■ **Rows from a pointing dataset**:
____________________

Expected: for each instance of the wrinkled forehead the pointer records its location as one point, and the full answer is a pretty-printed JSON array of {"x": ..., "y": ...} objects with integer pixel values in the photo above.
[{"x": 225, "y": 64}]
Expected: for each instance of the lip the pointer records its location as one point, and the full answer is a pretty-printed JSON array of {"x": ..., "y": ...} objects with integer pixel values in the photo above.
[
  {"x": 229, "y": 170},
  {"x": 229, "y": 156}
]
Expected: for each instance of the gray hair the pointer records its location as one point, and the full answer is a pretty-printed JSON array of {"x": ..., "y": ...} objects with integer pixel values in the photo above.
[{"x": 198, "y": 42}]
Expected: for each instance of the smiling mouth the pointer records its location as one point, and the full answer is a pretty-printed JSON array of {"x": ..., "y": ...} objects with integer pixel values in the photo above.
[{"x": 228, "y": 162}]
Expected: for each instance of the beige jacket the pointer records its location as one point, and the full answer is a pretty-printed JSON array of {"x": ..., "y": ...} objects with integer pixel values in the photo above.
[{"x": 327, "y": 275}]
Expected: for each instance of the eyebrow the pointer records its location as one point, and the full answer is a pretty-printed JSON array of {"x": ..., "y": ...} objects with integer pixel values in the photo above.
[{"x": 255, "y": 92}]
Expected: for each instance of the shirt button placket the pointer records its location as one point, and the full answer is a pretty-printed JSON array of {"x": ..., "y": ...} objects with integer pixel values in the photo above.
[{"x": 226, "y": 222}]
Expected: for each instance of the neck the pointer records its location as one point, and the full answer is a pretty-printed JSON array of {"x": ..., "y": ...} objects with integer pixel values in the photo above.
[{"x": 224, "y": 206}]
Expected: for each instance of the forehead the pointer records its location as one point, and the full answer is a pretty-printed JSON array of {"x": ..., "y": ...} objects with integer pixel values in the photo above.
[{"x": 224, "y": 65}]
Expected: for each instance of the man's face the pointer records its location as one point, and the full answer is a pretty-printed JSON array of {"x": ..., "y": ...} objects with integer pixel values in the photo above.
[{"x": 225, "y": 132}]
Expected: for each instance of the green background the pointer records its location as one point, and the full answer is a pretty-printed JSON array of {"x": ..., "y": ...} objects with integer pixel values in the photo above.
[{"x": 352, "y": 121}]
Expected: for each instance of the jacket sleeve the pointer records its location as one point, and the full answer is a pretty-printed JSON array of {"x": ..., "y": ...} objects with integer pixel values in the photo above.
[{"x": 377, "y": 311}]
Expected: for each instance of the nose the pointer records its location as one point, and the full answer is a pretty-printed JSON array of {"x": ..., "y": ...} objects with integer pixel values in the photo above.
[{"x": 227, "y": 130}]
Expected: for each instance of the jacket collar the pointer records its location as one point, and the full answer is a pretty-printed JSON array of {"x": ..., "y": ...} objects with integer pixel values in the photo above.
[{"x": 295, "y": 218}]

____________________

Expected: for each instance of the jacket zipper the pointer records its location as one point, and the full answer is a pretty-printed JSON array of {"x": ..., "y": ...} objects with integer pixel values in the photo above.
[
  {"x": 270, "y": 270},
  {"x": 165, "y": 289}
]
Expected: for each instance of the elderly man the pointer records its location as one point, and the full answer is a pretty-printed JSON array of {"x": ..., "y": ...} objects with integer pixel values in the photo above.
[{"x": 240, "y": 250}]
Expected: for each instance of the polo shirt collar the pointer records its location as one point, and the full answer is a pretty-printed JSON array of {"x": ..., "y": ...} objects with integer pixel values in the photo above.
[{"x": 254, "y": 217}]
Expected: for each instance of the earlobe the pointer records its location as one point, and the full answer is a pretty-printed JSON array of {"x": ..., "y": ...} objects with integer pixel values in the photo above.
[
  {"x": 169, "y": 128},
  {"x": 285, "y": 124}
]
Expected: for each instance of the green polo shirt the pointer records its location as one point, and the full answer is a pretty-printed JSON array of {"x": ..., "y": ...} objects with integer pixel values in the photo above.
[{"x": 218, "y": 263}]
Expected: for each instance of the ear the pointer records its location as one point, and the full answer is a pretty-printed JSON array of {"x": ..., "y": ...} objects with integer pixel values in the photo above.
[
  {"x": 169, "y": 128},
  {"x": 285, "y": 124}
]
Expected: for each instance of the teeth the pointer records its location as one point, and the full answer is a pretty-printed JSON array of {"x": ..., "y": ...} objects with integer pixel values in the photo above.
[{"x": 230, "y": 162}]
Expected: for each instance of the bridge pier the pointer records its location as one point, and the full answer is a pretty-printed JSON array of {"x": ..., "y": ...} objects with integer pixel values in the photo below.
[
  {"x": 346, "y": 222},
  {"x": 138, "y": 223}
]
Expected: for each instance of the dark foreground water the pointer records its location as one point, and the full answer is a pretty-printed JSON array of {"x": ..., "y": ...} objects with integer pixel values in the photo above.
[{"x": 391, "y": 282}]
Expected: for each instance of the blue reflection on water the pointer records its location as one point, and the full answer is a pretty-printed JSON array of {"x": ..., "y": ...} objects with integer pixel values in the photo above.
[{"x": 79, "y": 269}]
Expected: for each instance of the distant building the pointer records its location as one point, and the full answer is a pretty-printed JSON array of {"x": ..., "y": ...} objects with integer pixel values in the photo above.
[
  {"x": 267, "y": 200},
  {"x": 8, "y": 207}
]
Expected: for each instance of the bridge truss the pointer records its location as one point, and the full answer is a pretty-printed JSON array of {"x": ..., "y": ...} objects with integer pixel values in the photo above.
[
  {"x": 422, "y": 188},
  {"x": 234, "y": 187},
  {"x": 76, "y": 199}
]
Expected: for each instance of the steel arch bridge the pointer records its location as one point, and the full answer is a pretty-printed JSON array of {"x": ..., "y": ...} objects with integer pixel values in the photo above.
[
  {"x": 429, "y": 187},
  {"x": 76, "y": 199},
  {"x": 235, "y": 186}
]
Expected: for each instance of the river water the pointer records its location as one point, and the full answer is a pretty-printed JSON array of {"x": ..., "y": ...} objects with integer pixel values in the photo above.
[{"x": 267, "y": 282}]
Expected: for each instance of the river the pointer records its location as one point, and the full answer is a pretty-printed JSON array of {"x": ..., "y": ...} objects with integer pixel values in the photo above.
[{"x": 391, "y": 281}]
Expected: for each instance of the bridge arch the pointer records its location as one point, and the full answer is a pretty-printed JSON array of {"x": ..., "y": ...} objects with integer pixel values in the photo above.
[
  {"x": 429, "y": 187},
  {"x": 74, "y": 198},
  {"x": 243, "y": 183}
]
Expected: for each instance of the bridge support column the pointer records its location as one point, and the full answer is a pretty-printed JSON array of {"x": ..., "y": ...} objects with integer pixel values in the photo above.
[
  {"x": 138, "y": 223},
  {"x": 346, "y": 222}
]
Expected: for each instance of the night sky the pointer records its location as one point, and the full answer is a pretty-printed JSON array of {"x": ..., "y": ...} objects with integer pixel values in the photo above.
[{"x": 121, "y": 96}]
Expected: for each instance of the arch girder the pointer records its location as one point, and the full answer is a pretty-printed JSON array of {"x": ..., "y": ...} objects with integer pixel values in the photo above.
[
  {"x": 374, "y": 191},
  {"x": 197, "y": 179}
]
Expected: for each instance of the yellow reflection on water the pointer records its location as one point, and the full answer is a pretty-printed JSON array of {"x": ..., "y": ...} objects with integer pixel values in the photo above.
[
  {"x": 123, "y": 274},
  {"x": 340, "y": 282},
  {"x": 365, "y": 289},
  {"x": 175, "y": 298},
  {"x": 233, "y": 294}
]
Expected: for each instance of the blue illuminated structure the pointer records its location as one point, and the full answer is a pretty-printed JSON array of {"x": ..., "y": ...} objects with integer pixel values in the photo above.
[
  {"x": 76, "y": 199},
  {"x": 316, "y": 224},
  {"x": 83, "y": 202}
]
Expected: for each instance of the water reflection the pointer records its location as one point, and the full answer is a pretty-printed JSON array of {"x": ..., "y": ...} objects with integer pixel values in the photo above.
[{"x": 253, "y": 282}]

____________________

■ **PROBLEM**:
Identify every line in the rows above that contains the word "teeth", and copy each of those lines in full.

■ **RESULT BELOW**:
Expected: for each instance of the teeth the pointer records its location as one point, and the full answer is a pretty-printed JSON array of {"x": ..., "y": ...} objects with integer pixel values in the photo above.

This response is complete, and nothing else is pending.